_Passage:_
Start of Block

As many of you might now already know, the last few months have seen a few updates to the GDPR landscape, both at home and in the EU. Good news though – the UK is adequate!
Good news, everybody!
On the 28th of June 2021, the European Commission officially adopted an adequacy decision on the transfers of personal data from the EU/EEA to the UK. While the European Commission will continue to monitor the legal position in the UK and can suspend, amend or repeal its decision, the adequacy status is expected to last until the 27th June 2025, with the possibility of it being renewed at that point.
What does this mean?
This means that the UK has been deemed adequate and therefore, EU personal data can continue to be transferred freely from the EU/EEA into the UK without having to put Standard Contractual Clauses in place. Of course, the usual assessments, due diligence and documents that should usually be carried out or put in place when transferring personal data to a controller or a processor (for example, having in place a Data Processing Addendum), will continue to apply as appropriate.
This is a welcomed development as it is ending a period of uncertainty for both the UK and EU/EEA businesses.
ICO has launched its public consultation on UK standard contractual clauses (SCCs)
This consultation is much needed in providing more guidance on the issue of transferring UK personal data to third countries as, since the 1st January 2021, the UK has been operating its own data protection regime. In addition, ICO has confirmed that the newly released EU SCCs are not valid for UK data transfers, and pending the consultation, the old SCCs should be used when transferring UK personal data to 3rd countries.

End of Block

Stored items from a collection
Start of Block

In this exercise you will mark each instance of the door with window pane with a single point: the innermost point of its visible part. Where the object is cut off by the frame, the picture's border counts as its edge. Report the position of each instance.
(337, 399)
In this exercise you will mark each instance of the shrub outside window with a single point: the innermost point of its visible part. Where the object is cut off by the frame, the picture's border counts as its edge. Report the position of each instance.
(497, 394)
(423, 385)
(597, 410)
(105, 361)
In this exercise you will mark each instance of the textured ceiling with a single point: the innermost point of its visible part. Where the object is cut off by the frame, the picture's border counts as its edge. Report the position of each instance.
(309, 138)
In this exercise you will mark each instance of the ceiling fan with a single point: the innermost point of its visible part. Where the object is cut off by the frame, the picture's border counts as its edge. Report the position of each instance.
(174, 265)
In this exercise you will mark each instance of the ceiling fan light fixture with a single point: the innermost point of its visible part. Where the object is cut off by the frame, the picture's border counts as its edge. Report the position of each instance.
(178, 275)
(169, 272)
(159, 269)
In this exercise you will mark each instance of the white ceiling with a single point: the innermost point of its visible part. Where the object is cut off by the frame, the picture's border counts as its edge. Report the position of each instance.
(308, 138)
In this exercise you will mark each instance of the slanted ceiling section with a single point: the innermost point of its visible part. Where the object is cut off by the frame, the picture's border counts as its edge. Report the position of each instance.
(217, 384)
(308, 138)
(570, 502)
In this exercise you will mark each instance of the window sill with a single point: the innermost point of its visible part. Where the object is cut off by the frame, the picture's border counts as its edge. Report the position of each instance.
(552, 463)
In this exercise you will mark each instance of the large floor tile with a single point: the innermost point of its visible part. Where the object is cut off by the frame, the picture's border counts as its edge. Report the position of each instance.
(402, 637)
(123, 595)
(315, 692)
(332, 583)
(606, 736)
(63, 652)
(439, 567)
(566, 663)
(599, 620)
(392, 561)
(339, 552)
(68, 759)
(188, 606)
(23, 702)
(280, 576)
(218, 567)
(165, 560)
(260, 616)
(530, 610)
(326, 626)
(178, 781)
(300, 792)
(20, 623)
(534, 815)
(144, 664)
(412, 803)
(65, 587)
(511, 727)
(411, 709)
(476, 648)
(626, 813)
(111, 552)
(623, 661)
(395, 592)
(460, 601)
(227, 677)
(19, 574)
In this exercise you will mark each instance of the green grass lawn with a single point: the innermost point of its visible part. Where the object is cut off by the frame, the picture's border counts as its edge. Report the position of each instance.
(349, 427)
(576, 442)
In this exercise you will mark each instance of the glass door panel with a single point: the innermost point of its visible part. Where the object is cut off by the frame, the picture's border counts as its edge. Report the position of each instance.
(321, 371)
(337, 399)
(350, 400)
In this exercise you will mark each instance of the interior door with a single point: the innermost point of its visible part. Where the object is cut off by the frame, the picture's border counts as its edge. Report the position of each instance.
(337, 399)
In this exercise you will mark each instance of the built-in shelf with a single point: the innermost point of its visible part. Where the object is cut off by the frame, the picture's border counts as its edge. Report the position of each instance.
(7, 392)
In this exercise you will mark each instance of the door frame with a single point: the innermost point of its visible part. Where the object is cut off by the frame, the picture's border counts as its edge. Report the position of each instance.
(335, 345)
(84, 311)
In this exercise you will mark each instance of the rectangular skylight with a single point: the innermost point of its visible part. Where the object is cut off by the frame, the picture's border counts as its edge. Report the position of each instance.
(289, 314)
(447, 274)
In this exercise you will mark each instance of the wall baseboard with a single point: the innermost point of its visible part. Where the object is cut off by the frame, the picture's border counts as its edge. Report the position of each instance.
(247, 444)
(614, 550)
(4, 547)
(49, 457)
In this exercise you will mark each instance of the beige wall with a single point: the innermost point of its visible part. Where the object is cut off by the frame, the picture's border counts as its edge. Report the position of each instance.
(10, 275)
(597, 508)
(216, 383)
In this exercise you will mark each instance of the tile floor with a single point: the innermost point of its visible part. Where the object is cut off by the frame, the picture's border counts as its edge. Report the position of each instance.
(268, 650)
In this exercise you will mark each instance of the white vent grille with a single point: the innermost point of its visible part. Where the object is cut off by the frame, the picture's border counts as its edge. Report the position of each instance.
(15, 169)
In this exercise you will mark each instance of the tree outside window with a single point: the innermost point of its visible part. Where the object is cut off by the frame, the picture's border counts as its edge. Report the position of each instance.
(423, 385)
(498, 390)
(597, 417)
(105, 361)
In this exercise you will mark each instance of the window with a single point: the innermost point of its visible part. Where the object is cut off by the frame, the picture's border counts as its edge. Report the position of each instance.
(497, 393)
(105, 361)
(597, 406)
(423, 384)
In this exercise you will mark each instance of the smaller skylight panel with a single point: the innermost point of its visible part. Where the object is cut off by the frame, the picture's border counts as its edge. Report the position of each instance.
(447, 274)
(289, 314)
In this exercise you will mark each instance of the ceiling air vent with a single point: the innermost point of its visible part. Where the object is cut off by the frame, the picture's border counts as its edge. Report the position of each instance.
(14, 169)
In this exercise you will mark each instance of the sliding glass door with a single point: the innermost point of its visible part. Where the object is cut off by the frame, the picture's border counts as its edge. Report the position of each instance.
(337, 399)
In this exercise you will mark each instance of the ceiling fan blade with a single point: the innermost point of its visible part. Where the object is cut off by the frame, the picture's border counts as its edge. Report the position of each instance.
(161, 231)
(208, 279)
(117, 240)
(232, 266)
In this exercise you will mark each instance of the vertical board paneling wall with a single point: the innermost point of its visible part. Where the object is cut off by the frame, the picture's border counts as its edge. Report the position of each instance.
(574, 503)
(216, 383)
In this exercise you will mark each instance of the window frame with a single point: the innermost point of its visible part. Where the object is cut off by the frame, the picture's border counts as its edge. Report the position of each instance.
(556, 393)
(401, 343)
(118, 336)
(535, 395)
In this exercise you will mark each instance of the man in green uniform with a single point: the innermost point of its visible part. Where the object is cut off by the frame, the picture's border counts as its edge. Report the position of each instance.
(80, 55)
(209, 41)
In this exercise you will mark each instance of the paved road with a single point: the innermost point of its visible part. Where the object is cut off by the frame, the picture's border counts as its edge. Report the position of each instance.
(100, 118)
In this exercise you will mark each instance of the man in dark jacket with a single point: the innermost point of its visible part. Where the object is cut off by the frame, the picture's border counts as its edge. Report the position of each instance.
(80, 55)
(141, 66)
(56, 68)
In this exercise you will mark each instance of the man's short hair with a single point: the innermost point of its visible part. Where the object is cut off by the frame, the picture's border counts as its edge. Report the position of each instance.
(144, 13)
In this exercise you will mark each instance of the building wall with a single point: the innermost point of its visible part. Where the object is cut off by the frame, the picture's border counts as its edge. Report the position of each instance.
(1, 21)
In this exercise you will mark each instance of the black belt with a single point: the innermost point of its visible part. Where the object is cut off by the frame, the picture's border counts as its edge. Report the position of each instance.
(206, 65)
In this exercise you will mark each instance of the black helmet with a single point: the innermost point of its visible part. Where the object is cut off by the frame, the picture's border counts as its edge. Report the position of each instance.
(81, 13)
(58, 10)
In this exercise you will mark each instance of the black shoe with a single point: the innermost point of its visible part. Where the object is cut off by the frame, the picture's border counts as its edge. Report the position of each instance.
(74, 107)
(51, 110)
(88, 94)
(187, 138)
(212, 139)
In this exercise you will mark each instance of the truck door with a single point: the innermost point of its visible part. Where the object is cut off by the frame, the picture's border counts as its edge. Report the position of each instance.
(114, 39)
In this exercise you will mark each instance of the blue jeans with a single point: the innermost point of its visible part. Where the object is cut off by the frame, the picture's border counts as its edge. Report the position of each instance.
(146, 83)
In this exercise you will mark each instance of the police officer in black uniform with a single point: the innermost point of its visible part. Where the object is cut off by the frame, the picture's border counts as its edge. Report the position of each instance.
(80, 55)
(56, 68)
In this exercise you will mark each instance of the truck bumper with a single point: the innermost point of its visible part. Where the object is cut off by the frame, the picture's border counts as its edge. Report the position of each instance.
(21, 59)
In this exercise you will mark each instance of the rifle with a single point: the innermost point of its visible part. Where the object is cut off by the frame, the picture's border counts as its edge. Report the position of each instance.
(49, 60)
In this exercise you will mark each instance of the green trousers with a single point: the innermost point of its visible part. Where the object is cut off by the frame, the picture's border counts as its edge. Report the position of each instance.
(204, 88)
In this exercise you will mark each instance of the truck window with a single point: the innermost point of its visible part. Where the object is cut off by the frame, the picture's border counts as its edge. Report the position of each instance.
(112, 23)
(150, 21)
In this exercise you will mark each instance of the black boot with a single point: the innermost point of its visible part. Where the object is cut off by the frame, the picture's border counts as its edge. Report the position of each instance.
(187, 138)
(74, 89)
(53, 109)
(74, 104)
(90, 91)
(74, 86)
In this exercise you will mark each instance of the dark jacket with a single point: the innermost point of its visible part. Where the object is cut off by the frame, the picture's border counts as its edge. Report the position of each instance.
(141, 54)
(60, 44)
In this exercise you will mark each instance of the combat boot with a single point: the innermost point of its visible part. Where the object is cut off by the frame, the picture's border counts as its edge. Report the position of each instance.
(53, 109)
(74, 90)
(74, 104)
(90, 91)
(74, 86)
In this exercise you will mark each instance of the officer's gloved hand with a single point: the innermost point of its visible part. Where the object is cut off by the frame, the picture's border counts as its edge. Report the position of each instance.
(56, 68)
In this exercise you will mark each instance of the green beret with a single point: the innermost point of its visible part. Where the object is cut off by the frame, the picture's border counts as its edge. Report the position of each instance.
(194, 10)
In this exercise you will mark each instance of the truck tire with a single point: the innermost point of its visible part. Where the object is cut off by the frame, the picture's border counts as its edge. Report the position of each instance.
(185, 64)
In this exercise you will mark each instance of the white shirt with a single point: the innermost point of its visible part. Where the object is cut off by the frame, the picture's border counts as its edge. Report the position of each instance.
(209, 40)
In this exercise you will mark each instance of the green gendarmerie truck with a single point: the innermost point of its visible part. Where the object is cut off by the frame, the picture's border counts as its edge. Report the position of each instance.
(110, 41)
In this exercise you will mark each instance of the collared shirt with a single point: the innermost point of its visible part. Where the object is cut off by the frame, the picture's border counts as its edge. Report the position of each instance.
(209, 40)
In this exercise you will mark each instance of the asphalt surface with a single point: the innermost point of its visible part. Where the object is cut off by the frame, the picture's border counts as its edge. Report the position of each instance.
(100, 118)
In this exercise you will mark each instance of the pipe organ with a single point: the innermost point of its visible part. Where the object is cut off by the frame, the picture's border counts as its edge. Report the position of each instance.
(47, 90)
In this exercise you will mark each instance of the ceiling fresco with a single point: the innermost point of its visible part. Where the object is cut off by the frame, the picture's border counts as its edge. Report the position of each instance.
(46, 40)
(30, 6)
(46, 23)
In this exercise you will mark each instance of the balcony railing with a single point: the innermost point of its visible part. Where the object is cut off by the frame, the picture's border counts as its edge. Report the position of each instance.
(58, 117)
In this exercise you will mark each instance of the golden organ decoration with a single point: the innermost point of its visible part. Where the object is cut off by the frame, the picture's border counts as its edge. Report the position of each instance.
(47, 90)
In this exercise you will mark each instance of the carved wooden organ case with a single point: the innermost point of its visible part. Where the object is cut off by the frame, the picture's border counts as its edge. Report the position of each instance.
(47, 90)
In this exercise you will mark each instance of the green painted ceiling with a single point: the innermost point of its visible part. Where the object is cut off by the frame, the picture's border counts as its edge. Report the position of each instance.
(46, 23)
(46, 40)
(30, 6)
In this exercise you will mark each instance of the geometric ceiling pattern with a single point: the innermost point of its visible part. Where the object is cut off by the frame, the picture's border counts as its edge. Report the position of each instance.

End of Block

_Questions:_
A. Summarize the GDPR update in two sentences.
B. Answer these questions from the GDPR update, one answer per line:
(i) Until what date is the UK's adequacy status expected to last?
(ii) What document is given as an example of what may still need to be in place when transferring personal data to a controller or processor?
(iii) Since what date has the UK been operating its own data protection regime?
C. Write out the GDPR update from "What does this" to "apply as appropriate.".

_Task results:_
A. On June 28, 2021, the European Commission adopted an adequacy decision for the UK, so personal data can keep moving freely from the EU/EEA to the UK without Standard Contractual Clauses, and that status is expected to last until June 27, 2025. The ICO has also launched a public consultation on UK standard contractual clauses, and until it concludes, the old SCCs should be used for UK transfers to third countries because the new EU SCCs are not valid for them.

B.
(i) June 27, 2025
(ii) A Data Processing Addendum
(iii) January 1, 2021

C.
What does this mean?
This means that the UK has been deemed adequate and therefore, EU personal data can continue to be transferred freely from the EU/EEA into the UK without having to put Standard Contractual Clauses in place. Of course, the usual assessments, due diligence and documents that should usually be carried out or put in place when transferring personal data to a controller or a processor (for example, having in place a Data Processing Addendum), will continue to apply as appropriate.